**Reading text:**
Congress approved US President Barack Obama’s hallmark health care bill nearly three years ago, but only in the coming weeks will Americans finally start to see the real price of the program.
A whole new slew of taxes are expected to be imposed starting January 1 to help pay for the health care plan, and that isn’t sitting pretty with some high-income households, or even the medical industry.
There will be a few new changes in 2013 as far as taxes go, but the one that might affect the most people is one that targets income investments. Individuals making more than $200,000 annually (and married couples making over $250k combined) will be subjected to a 3.8 percent levy on investment income, a maneuver that it expected to earn Uncle Sam an extra $123 billion between the first of the year and 2019.
For top wage earners, the taxes don’t stop there though. For those making more than $200,000 apiece, a 0.9 percent increase will be applied to a payroll tax that goes towards covering Medicare.
Combined, both of those taxes aimed at high-income Americans will bring in a good $318 billion during the next decade, which Pacific Research Institute President Sally Pipes says should be enough cover around half of the cost of the entire controversial health care program. Individuals and couples aren’t the only ones who will be hit, though.

**Exercise data:**
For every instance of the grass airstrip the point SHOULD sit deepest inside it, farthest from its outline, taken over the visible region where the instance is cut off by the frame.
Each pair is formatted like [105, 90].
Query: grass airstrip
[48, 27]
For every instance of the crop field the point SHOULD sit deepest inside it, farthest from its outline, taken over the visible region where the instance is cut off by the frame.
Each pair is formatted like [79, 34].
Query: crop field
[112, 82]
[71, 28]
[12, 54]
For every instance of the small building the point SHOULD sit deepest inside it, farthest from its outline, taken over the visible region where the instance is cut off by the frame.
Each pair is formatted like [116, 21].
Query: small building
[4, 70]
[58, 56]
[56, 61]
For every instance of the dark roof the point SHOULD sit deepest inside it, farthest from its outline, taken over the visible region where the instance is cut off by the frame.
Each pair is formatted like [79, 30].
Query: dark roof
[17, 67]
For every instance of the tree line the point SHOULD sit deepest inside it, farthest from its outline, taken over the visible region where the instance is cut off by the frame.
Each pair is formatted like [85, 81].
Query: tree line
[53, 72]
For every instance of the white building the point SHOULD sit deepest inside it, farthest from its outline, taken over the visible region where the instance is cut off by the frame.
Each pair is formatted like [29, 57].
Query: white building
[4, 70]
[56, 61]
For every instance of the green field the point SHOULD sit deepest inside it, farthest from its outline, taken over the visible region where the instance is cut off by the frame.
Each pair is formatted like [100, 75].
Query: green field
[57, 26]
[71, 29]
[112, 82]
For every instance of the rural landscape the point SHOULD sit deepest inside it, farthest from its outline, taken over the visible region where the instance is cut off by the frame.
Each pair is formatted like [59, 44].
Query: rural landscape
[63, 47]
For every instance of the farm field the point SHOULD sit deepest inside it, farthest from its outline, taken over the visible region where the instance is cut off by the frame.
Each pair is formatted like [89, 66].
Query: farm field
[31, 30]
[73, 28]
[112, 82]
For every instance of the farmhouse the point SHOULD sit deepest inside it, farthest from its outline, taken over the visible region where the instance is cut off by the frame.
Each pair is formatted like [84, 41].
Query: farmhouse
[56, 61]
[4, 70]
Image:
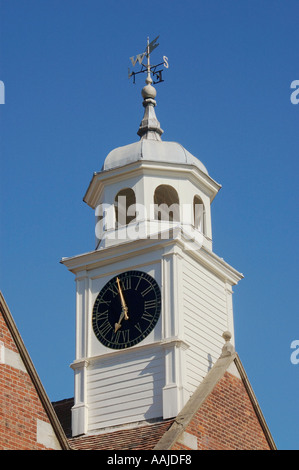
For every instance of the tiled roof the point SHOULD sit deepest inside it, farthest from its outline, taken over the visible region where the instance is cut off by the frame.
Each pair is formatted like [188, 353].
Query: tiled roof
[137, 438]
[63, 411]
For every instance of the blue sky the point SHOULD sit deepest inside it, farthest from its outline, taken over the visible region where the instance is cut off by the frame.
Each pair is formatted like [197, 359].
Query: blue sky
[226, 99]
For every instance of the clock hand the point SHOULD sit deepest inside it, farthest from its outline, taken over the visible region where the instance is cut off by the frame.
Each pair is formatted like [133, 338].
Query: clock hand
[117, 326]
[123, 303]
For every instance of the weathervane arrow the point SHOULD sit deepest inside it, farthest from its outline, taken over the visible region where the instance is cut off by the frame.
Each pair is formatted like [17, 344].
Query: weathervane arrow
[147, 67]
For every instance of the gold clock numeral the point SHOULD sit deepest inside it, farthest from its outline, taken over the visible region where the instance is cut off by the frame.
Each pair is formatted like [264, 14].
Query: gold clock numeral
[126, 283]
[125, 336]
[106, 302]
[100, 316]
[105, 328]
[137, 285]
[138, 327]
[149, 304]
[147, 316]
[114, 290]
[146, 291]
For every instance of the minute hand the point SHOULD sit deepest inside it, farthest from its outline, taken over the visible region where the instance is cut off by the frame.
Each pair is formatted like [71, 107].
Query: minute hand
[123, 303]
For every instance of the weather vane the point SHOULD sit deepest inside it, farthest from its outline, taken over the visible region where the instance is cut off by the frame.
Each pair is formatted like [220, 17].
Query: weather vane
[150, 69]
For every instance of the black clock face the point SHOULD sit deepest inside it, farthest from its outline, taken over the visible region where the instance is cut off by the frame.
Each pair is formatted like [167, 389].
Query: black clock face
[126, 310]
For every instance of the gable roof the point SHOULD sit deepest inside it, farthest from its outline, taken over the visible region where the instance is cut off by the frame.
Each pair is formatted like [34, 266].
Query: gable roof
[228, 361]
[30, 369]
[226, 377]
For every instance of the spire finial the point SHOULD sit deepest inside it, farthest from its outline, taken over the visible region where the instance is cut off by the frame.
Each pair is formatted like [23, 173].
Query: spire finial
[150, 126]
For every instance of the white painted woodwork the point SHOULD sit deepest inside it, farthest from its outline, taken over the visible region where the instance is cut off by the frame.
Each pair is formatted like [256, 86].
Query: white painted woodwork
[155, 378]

--

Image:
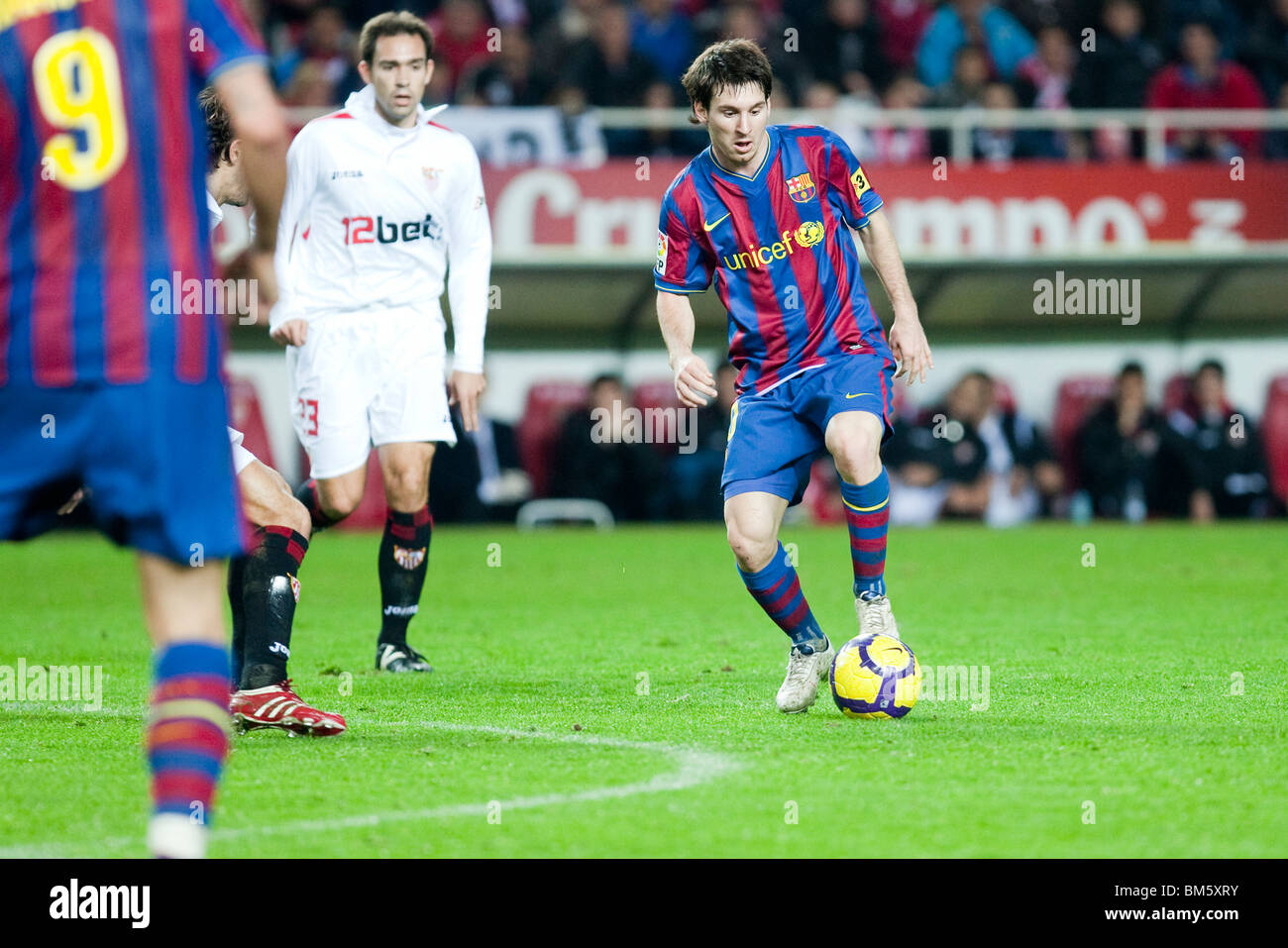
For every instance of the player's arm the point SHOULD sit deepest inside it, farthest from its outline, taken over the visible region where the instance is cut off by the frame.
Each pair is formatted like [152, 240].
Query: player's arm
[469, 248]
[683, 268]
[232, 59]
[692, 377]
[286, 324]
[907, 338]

--

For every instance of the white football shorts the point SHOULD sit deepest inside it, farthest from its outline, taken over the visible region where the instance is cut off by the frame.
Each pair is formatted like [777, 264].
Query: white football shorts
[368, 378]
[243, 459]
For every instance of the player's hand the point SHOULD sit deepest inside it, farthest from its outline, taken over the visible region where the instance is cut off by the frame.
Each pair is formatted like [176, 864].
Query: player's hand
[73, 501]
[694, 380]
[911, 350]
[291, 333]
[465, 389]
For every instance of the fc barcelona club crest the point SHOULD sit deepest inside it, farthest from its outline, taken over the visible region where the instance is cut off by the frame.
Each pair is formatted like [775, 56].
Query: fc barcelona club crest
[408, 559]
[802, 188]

**Work instruction 1:**
In the article on new health care taxes, translate this sentence into Spanish: "For top wage earners, the taxes don’t stop there though."
**Work instruction 2:**
Continue the article on new health care taxes, picking up after its final sentence.

**Task answer 1:**
Sin embargo, para quienes tienen los salarios más altos, los impuestos no terminan ahí.

**Task answer 2:**
In order to help pay the bills, the White House has asked for an excise tax that will lob a 2.3 percent toll on the total revenues of medical-device companies, regardless of how well they do in the coming years. Companies that manufacture medical equipment will all have to fork over extra money no matter what, which might not be a problem given that more Americans than ever before are expected to be covered under the president’s health insurance plan. Pipes writes for Forbes that the new excise tax could bring in as much as $29 billion during just the next ten years, a substantial sum but still just a small chunk of the $1.76 trillion Obamacare is expected to cost between 2012 and 2021. With more than 2 percent of all revenue being awarded to the government, though, this tax could very well be a death sentence for companies already close to going into the red.
In order to cover the cost of a 2.3 percent annual fee, job cuts could be necessary in order to keep some of those very companies crucial to the industry up and running. The American Enterprise Institute’s Benjamin Zycher says medical companies might cut down on investments in new products by as much as 10 percent during the next few years, taking a good $2 billion out of the economy. In order to save money, though, they won’t stop there. Forbes cites a Manhattan Institute report that claims the excuse tax could cut as many as 43,000 jobs in the coming years, translating to a savings of roughly $3.5 billion.
“I want to repeal the medical device tax altogether,” Sen. Al Franken (D-Minnesota) said earlier this month, adding that time was running around without a fix before the bill’s “job-killing” tax takes its toll.
“For now, the best thing to do to ensure that this important industry continues to create jobs and producing life-saving devices is to delay this unwise tax,” the senator said in a statement. “The medical device industry creates tens of thousands of good paying jobs in Minnesota and 400,000 nationwide. We should do everything we can to protect it.”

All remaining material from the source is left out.